● Selected extract
══════════

But not as delicious as the tears of his praetorian guard. First of all,
every day Jay Carney looks even more like a little boy who put on his dad’s
suit. You have to wonder what goes on in his mind, as a former journalist,
when he tells his former colleagues that “the American forces have been
completely destroyed with minimal Iraqi casualties.” (Oh, wait, that was
Baghdad Bob. I get them confused.) And what about Dan Pfeiffer going on the
Sunday shows to insist that no American should believe his or her lying
eyes?

On October 1, Media Matters for America — David Brock’s sweatshop for
twentysomethings who couldn’t get an internship at the DNC — raced to
defend the crashed website as a sign of success, in keeping with the idea
that all Obama failures are further proof of his awesomeness: “Right-Wing
Media Frantically Spin Obamacare Exchange Success Into Failure.” Taking
their cues from the White House, MMFA insisted that the administration’s
only mistake was failing to appreciate just how popular the program would
be. “Right-wing media were quick to jump on the problems, declaring them a
sign of the law’s shortcomings rather than its popularity,” cackled MMFA’s
Samantha Wyatt. She went on to mock various Fox News journalists and, of
course, Rush Limbaugh for calling the disastrous launch a disaster.
Meanwhile, Ezra Klein called the initial popularity of the site exactly
“what the Republicans were afraid of.” Now even Klein has turned on the
White House — more in sorrow than in anger, to be sure. When the White
House has lost Ezra Klein . . . well, it still has the cast of *Morning Joe*.
No, wait — even they have abandoned the president. Heh.

To be sure, there was some apparent plausibility to the claim that the
website was working only too well, because the White House lied so
confidently about what was going on. Few critics grasped at first that this
was going to be the Charlie Sheen of IT launches — a spectacularly
mortifying failure, punctuated with desperate shrieks of “Winning!”

══════════

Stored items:
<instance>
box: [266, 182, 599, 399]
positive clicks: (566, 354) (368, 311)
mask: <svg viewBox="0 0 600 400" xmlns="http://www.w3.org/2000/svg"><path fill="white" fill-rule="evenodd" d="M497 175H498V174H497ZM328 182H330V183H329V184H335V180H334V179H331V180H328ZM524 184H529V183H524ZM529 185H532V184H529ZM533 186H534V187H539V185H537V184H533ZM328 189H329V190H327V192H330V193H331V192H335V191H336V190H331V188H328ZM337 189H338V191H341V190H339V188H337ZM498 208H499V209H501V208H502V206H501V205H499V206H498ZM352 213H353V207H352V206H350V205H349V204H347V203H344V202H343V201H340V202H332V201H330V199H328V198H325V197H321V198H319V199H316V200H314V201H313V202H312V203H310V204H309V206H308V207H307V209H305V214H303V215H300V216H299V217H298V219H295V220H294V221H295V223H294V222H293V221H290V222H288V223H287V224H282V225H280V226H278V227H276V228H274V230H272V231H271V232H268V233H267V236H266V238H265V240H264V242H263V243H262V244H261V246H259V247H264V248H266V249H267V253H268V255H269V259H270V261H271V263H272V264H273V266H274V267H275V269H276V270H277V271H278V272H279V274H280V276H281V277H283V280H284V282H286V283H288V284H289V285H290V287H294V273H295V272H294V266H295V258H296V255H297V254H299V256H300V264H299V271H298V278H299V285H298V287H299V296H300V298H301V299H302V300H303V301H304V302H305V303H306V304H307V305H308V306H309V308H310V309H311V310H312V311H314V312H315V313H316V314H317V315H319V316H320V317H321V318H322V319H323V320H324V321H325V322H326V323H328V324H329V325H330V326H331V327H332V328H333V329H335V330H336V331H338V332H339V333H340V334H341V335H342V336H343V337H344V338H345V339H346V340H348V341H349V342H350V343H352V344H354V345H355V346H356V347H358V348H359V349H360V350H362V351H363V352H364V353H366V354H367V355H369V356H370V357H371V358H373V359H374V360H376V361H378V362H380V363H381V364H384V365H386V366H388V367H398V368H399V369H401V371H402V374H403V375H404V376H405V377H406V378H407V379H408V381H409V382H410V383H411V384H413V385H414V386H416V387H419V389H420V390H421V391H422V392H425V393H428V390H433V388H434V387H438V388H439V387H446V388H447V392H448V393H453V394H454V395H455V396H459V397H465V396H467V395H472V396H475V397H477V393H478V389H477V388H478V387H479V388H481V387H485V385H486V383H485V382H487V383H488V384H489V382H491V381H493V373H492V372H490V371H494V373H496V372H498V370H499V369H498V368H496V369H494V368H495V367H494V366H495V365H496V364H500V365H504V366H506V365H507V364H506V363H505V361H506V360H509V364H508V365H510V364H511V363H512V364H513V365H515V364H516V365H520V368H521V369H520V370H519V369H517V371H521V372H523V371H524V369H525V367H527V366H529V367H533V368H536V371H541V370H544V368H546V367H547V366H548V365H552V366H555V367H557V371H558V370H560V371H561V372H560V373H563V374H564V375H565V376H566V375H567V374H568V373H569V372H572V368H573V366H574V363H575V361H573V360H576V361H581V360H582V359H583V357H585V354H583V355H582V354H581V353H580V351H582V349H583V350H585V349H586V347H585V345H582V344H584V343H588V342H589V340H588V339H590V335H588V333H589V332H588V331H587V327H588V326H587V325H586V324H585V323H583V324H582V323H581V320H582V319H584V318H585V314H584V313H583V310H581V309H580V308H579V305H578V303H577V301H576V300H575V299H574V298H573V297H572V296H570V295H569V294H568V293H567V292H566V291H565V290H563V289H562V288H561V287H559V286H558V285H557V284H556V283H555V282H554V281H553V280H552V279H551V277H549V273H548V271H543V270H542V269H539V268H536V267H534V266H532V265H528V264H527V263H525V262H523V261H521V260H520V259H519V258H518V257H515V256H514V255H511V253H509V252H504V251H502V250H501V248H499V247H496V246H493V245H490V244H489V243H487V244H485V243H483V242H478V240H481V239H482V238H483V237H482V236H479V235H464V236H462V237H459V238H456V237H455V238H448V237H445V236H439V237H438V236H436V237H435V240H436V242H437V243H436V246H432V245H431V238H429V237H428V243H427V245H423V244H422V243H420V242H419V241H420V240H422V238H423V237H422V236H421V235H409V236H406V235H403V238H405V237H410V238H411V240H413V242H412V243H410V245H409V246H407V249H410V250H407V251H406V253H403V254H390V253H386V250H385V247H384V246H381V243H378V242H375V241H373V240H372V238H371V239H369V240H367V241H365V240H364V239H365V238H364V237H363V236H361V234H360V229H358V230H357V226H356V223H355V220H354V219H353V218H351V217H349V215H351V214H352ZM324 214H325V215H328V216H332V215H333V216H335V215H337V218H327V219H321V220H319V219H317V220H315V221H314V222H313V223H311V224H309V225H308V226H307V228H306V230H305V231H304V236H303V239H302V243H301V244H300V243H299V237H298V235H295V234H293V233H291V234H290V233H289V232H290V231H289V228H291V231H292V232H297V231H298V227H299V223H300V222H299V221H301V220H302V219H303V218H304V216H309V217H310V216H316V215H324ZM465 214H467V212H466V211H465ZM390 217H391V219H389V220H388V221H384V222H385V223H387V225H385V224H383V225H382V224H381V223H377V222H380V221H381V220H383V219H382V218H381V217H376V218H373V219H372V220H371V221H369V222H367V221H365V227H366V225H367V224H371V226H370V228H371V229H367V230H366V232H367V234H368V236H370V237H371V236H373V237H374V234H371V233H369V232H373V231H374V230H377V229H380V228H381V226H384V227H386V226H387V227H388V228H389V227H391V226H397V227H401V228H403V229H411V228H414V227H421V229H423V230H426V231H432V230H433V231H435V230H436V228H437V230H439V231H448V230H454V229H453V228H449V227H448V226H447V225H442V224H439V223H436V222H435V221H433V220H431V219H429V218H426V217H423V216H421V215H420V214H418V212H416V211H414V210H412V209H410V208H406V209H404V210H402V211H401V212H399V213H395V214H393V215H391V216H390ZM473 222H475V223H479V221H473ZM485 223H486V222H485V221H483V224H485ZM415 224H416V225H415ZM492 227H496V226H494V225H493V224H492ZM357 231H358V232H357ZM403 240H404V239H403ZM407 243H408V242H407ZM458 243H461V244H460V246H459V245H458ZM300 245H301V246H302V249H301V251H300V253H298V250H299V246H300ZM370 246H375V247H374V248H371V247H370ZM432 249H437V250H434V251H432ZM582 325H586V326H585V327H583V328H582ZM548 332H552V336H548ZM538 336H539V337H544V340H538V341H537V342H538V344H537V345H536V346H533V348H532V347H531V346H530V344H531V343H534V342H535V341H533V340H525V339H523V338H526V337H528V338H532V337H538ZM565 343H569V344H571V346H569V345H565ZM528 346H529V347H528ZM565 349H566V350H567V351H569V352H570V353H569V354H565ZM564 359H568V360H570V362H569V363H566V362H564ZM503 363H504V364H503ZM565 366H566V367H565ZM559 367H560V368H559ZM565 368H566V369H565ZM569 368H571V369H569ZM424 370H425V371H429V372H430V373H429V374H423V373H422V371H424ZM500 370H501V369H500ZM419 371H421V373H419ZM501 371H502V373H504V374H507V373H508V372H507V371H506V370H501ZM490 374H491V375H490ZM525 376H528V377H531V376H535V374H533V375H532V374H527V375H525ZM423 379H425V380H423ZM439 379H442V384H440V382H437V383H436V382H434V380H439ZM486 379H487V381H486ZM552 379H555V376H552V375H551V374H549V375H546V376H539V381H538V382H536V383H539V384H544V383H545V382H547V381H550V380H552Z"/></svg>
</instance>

══════════

● Tasks and exercises
**A)** From the commentary on the Obamacare website launch, reproduce the part that opens with the words containing "Meanwhile, Ezra Klein" and closes with "of *Morning Joe*.", replacing "Republicans" with "conservatives".
**B)** Condense the paragraph of the commentary on the Obamacare website launch that begins "On October 1, Media Matters for America" into a short bulleted list of its main facts.

● Expected outputs
**A)**
Meanwhile, Ezra Klein called the initial popularity of the site exactly
“what the conservatives were afraid of.” Now even Klein has turned on the
White House — more in sorrow than in anger, to be sure. When the White
House has lost Ezra Klein . . . well, it still has the cast of *Morning Joe*.

**B)**
- On October 1, Media Matters for America defended the crashed website as a sign of success, under the headline "Right-Wing Media Frantically Spin Obamacare Exchange Success Into Failure."
- Following the White House's lead, MMFA said the administration's only mistake was underestimating how popular the program would be.
- MMFA's Samantha Wyatt mocked several Fox News journalists and Rush Limbaugh for calling the launch a disaster.
- Ezra Klein first said the site's initial popularity was what the Republicans feared, but he has since turned on the White House.
- Even the cast of *Morning Joe* has abandoned the president.